Required work:
Give back all the data exactly, line by line.

Supplied information:
★ ★ ★ ★ ★

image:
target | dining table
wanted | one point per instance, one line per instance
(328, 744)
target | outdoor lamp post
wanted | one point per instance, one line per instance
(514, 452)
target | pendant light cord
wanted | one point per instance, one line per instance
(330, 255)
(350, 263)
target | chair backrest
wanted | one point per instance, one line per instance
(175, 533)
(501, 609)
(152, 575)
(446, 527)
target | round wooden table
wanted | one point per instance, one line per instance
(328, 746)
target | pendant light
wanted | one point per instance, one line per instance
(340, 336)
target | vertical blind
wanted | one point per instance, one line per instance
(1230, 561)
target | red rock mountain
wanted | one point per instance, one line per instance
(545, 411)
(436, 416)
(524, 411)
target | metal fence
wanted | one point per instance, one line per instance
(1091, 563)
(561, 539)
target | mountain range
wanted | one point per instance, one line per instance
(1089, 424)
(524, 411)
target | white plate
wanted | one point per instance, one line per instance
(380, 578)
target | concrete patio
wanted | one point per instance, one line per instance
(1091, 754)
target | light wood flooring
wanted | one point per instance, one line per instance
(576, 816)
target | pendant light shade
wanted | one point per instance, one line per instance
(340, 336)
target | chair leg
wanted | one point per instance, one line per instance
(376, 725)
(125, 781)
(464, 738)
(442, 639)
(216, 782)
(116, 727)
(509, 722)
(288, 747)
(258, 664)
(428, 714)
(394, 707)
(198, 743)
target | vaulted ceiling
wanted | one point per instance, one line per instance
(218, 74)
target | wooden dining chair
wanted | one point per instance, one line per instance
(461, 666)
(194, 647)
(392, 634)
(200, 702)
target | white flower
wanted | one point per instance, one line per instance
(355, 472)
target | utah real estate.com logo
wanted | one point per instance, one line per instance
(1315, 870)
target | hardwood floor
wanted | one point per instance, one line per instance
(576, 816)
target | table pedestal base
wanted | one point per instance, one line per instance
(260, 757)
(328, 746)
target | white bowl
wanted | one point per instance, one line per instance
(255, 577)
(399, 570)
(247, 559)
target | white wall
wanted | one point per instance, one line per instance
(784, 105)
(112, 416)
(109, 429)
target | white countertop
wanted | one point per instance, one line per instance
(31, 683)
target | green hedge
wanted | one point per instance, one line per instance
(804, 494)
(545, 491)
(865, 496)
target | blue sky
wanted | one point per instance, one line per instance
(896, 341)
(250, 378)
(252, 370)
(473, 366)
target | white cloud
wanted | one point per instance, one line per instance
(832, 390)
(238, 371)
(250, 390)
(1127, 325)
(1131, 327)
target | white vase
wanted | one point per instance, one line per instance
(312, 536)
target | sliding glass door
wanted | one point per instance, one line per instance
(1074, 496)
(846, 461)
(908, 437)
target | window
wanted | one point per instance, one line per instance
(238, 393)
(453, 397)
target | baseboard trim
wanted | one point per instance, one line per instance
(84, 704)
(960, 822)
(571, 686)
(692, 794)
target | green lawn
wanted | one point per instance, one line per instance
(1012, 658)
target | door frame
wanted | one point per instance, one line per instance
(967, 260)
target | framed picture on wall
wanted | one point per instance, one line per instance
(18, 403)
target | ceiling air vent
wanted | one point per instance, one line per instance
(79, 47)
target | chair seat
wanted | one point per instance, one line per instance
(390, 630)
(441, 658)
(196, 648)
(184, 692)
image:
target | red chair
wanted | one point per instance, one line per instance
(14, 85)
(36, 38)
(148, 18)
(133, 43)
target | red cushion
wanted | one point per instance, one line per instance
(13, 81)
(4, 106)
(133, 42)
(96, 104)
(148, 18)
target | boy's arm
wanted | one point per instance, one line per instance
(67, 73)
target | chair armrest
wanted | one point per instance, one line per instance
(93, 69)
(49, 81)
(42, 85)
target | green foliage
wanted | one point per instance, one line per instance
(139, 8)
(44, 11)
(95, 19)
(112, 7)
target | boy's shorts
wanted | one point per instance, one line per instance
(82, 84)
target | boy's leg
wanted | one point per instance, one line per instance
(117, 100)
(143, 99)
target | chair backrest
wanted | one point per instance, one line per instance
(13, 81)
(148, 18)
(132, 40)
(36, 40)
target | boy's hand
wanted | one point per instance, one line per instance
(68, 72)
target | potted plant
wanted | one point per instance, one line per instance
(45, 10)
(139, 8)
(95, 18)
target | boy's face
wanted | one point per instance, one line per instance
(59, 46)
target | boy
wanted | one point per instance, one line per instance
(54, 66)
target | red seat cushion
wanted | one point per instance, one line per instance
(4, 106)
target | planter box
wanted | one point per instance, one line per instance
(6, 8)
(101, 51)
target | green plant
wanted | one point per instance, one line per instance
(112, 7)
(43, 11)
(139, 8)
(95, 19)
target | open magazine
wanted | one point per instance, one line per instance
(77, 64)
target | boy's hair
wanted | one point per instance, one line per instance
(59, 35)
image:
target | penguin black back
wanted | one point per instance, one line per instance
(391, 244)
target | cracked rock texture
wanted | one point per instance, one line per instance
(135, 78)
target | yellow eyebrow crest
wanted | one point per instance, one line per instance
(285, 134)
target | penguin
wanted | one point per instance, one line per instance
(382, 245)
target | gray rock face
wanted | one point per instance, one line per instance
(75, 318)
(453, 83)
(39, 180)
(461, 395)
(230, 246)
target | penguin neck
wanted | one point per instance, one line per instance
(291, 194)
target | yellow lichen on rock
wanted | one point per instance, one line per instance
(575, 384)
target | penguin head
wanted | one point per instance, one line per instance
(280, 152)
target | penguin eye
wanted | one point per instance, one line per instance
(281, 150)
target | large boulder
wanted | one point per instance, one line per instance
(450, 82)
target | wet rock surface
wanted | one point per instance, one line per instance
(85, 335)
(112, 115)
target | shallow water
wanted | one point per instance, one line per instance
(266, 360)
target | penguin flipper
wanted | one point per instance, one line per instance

★ ★ ★ ★ ★

Written answer:
image:
target | dining table
wanted | one point per instance, one line per instance
(328, 744)
target | outdoor lamp post
wanted | one point per instance, one line per instance
(514, 452)
target | pendant light cord
wanted | one point per instance, one line per instance
(330, 255)
(350, 263)
target | chair backrest
wanted | one point per instance, one line per instance
(175, 533)
(501, 609)
(152, 575)
(446, 527)
target | round wooden table
wanted | one point per instance, one line per instance
(328, 746)
target | pendant light
wanted | one point per instance, one line per instance
(340, 336)
target | vertical blind
wanted | one point per instance, one line per instance
(1230, 561)
target | red rock mountain
wanted | one point per instance, one line per instance
(545, 411)
(436, 416)
(524, 411)
target | metal fence
wanted | one point per instance, one line per instance
(1091, 563)
(561, 539)
target | mountain range
wanted | one point per instance, one line per instance
(1089, 424)
(524, 411)
target | white plate
wanted | one point per instance, one line per instance
(380, 578)
target | concrete patio
wanted | one point per instance, one line per instance
(1091, 754)
target | light wood flooring
wanted | one point per instance, one line per instance
(576, 816)
target | pendant light shade
wanted | one point per instance, one line per instance
(340, 336)
target | chair leg
wanted | one point per instance, one line per instance
(376, 725)
(125, 781)
(464, 738)
(442, 639)
(216, 782)
(116, 727)
(509, 722)
(288, 747)
(258, 664)
(428, 714)
(394, 707)
(198, 743)
target | vaulted ceiling
wanted | one point per instance, one line per instance
(218, 74)
target | wooden dining chair
wanted | one point per instance, one line per instance
(461, 666)
(194, 647)
(392, 634)
(200, 702)
target | white flower
wanted | one point per instance, one line per instance
(355, 472)
target | utah real estate.com logo
wanted | one point per instance, one line per instance
(1315, 870)
target | hardwood floor
wanted | one point per instance, one line per instance
(576, 816)
target | table pedestal base
wanted | one point per instance, one line per instance
(260, 757)
(328, 746)
target | white bowl
wanted | one point per instance, one line per instance
(255, 577)
(399, 570)
(247, 559)
target | white wall
wanted | one point per instance, one line per instance
(784, 105)
(112, 416)
(109, 429)
target | white countertop
wanted | one point per instance, one line per instance
(31, 683)
target | green hedge
wanted | one point per instance, one line per instance
(804, 494)
(545, 491)
(865, 496)
target | blue sky
wanted | one point per instance, one line per instance
(896, 341)
(250, 378)
(252, 370)
(473, 366)
target | white cloud
wanted | one point per instance, one line per instance
(832, 390)
(238, 371)
(250, 390)
(1127, 325)
(1131, 327)
target | white vase
wanted | one point per instance, one line per instance
(312, 536)
target | sliding glass door
wanted | one point per instance, one line per instance
(1074, 496)
(846, 461)
(908, 437)
target | window
wanted | one point per instance, one line per instance
(238, 393)
(453, 397)
target | baseboard trim
wanted | one point per instance, one line per instance
(84, 704)
(960, 822)
(571, 686)
(692, 794)
target | green lawn
wanted | one point per instance, one line per instance
(1012, 658)
target | door frame
wanted | one point per instance, one line per instance
(967, 260)
target | framed picture on wall
wanted | one point per instance, one line per instance
(18, 403)
target | ceiling air vent
wanted | one point per instance, one line per instance
(79, 47)
target | chair seat
wanted | one point per instance, one line per instance
(390, 630)
(441, 658)
(196, 648)
(184, 692)
image:
target | red chair
wanted | one point per instance, one line per instance
(14, 85)
(36, 38)
(148, 18)
(133, 43)
target | red cushion
wanted | one point per instance, one line per instance
(13, 81)
(4, 106)
(133, 42)
(96, 104)
(148, 18)
target | boy's arm
wanted | one point per instance, one line per instance
(67, 73)
target | chair armrest
wanted | one point per instance, one line per instance
(93, 69)
(49, 81)
(42, 85)
target | green foliage
wanted | one point per instance, one line per instance
(139, 8)
(44, 11)
(95, 19)
(112, 7)
target | boy's shorts
wanted | one point per instance, one line per instance
(82, 84)
target | boy's leg
wanted | one point per instance, one line per instance
(117, 100)
(143, 99)
target | chair backrest
wanted | one point per instance, one line per instance
(13, 81)
(148, 18)
(132, 40)
(36, 40)
target | boy's hand
wanted | one point per instance, one line per instance
(68, 72)
target | potted plant
wanted | one point per instance, one line per instance
(45, 10)
(139, 8)
(95, 18)
target | boy's face
wanted | one point per instance, one line per instance
(59, 46)
target | boy
wanted | one point per instance, one line per instance
(54, 66)
target | red seat cushion
wanted | one point per instance, one line per instance
(4, 106)
target | planter box
wanted | one point per instance, one line per instance
(6, 8)
(101, 51)
target | green plant
wanted | one point per instance, one line per instance
(112, 7)
(43, 11)
(139, 8)
(95, 19)
target | open magazine
wanted | one point per instance, one line per instance
(77, 64)
target | boy's hair
wanted | one point per instance, one line per instance
(59, 35)
image:
target | penguin black back
wanted | one point per instance, one line per instance
(391, 244)
target | cracked rock texture
wanted | one point per instance, one line per instance
(135, 78)
target | yellow eyebrow crest
wanted | one point per instance, one line per instance
(285, 134)
target | penguin
wanted | one point per instance, one line per instance
(382, 245)
target | gray rock face
wanted | one point per instance, one line per instance
(75, 318)
(453, 83)
(39, 180)
(461, 395)
(230, 246)
target | penguin neck
wanted | one point per instance, one line per instance
(291, 194)
target | yellow lichen on rock
wanted | one point per instance, one line per instance
(575, 384)
target | penguin head
wanted | one point per instance, one line per instance
(280, 152)
target | penguin eye
wanted | one point per instance, one line per instance
(281, 150)
target | large boulder
wanted | one point per instance, one line per instance
(450, 82)
target | wet rock surface
wanted | one point per instance, one line per instance
(85, 335)
(112, 115)
target | shallow water
wanted | one point per instance, one line per instance
(266, 360)
target | penguin flipper
wanted | one point per instance, one line per instance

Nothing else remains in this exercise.